La Maddalena di Senigallia – Anna Pia Giansanti

Anna Pia Giansanti ci presenta il suo lavoro di ricerca sfociato nella stesura di questo testo imperdibile per gli appassionati:

La Maddalena di Senigallia

Esisteva a Senigallia un’avvincente tradizione, riportata da molti storici marchigiani ma da alcuni di questi ritenuta una leggenda, che raccontava del matrimonio di una principessa marsigliese con un nobile della città.

In ricordo della patria lontana, la giovane sposa chiese al padre di poter portare con sé a Senigallia delle reliquie della Maddalena e del fratello Lazzaro che lui possedeva. Il padre acconsentì così che le reliquie giunsero in questa città e furono accolte in una chiesuola periferica che la principessa fece subito costruire allo scopo.

La presenza delle reliquie della Maddalena a Senigallia attrasse ben presto folle di pellegrini e, come spesso accade in queste circostanze, ogni 22 di luglio, giorno in cui si festeggiava la Santa, si teneva anche un mercato che nel corso degli anni diventò una grande fiera, la Fiera Franca di Senigallia che risollevò le sorti economiche della città.

Le date relative a questi eventi, ipotizzate dagli storici locali, erano approssimative e non coincidenti, non venivano riportati i nomi dei protagonisti dell’episodio, non vi era più traccia della chiesuola antica, né delle reliquie.

Poiché sono convinta che ogni tradizione, per quanto fantasiosa possa apparire, nasconda sempre un fondo di verità, ho riesaminato e confrontato le fonti storiche e ho trovato che qualcuna accennava ad un altro episodio, questa volta definito cronologicamente.

Nel 1444 era stato inviato nelle Marche Bartolomeo Colleoni, quale Capitano Generale di Filippo Maria Visconti, per introdursi tra gli eserciti di Nicolò Piccinino e Francesco Sforza, genero del Visconti, allo scopo di pacificarli. Mentre l’esercito del Colleoni era stanziato a Senigallia in attesa di intervenire, Bellino Crotti, cappellano e confessore del Colleoni, scovò all’interno di una chiesuola abbandonata un involto con  delle reliquie ed una pergamena che narrava del matrimonio della principessa. Non venivano descritte le reliquie di Lazzaro, ma si riportava che le reliquie della Maddalena consistevano in un femore ed altri frammenti. I sacri resti furono così portati via da Bellino Crotti e donati a due castelli di proprietà del Capitano di ventura a Rumano e a Covo.

Oggi i due castelli sono Romano di Lombardia e Covo, due cittadine del Bergamasco dove, con grande emozione, ho ritrovato le reliquie della Maddalena, conservate nel Museo d’Arte e Cultura sacra di Romano, e il cranio di Lazzaro nella chiesa parrocchiale di Covo.

> [INFORMAZIONI FORNITE]
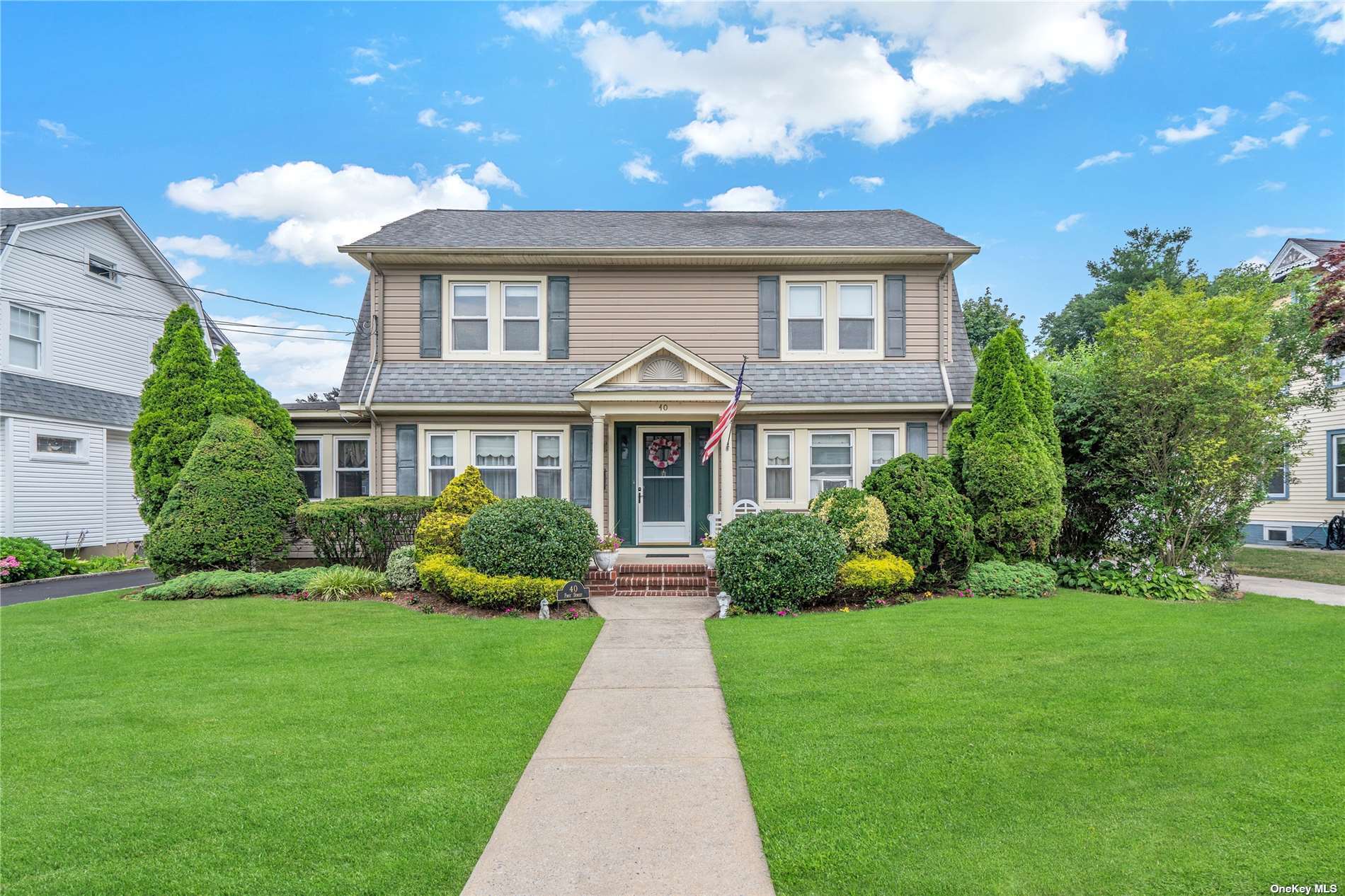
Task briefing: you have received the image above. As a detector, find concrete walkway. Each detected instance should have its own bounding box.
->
[463,597,774,896]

> [OBIETTIVO]
Puoi aggiornare il testo sulla Maddalena di Senigallia da "La Maddalena di Senigallia –" fino a "nobile della città." incluso, sostituendo "avvincente" con "affascinante"? Il materiale è separato dal testo e va considerato a parte.

> [RISULTATO]
La Maddalena di Senigallia – Anna Pia Giansanti

Anna Pia Giansanti ci presenta il suo lavoro di ricerca sfociato nella stesura di questo testo imperdibile per gli appassionati:

La Maddalena di Senigallia

Esisteva a Senigallia un’affascinante tradizione, riportata da molti storici marchigiani ma da alcuni di questi ritenuta una leggenda, che raccontava del matrimonio di una principessa marsigliese con un nobile della città.